▶ [Written problem] Copy the lines below word for word, keeping their order.
==================================================
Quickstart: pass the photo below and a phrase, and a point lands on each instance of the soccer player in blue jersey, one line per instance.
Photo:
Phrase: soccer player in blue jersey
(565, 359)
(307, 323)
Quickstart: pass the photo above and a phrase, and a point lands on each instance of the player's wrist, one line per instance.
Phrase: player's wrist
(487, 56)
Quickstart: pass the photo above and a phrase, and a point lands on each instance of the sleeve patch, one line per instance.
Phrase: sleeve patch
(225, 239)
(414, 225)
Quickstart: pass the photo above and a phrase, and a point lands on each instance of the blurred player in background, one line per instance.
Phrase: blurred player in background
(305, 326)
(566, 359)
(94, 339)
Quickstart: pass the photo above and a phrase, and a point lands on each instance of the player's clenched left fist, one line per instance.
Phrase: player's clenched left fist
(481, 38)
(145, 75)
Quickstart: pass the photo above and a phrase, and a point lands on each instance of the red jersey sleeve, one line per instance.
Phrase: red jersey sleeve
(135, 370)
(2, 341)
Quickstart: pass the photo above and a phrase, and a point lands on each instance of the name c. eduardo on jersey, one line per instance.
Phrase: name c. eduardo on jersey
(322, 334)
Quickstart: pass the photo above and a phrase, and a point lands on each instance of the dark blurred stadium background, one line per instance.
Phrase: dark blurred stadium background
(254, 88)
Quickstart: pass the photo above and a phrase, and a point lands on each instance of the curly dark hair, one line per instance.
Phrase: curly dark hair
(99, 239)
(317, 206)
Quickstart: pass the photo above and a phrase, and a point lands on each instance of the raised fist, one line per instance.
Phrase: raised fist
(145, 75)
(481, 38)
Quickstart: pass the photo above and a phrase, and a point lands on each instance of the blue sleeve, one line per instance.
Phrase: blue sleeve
==================================================
▶ [Right answer]
Quickstart: pass the photo below and a phrase, and a point lands on each instance of the soccer player in blue jersey, one line per instance.
Photo:
Phrase: soccer player in blue jersey
(565, 359)
(307, 323)
Quickstart: pass the photo above and a phrase, and a point lands on each instance of the player's wrist, one line per instance.
Phrase: player's wrist
(487, 56)
Quickstart: pass the photo above and a phrase, and a point lands on each instance of the sleeve patch, one line per instance.
Phrase: sleeve patch
(225, 239)
(414, 225)
Quickstart: pass the photo above and a phrase, and a point lands on each instance of the blurred player in background, one line per instance.
Phrase: blurred player in background
(305, 326)
(566, 359)
(94, 339)
Quickstart: pass the photo above and a phrase, and a point lands on each instance of the player's clenched left fist, one line per instance.
Phrase: player's clenched left fist
(481, 38)
(145, 75)
Quickstart: pass the photo above and a phrase, and a point lands on each instance of the red jersey sleeve, one line per instance.
Phrase: red jersey sleeve
(135, 370)
(2, 341)
Quickstart: pass the photo above and a phrase, and a point lands on each instance of the name c. eduardo on jersey, one line per instance.
Phrase: name c. eduardo on jersey
(322, 334)
Quickstart: pass the photo above and a phrase, and a point lands on each instance of the dark blurred stadium background, one line per instance.
Phrase: dark blurred stadium background
(254, 88)
Quickstart: pass the photo above and a phrase, and a point lands on each instance of the curly dark hair, one line per instance.
Phrase: curly dark hair
(99, 239)
(317, 206)
Quickstart: pass the photo above and a phrase, and a point lands on each instance of the raised fist, one line per instance.
Phrase: raised fist
(145, 75)
(481, 38)
Quickstart: pass the photo above and a phrase, and a point lands on each instance of the blue sleeve, one line per instance.
Phrase: blue sleeve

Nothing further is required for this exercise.